→ What this task involves:
An exact reproduction of each record is required.

→ Records from a data collection:
◆ ◆ ◆ ◆

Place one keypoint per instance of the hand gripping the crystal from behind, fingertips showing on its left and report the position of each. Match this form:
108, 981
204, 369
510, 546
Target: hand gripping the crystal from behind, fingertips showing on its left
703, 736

◆ ◆ ◆ ◆

→ Task result:
Place one keypoint per instance of the hand gripping the crystal from behind, fingertips showing on its left and report the position of each. Match this form:
108, 981
204, 369
510, 546
Target: hand gripping the crystal from behind, fingertips showing on its left
703, 736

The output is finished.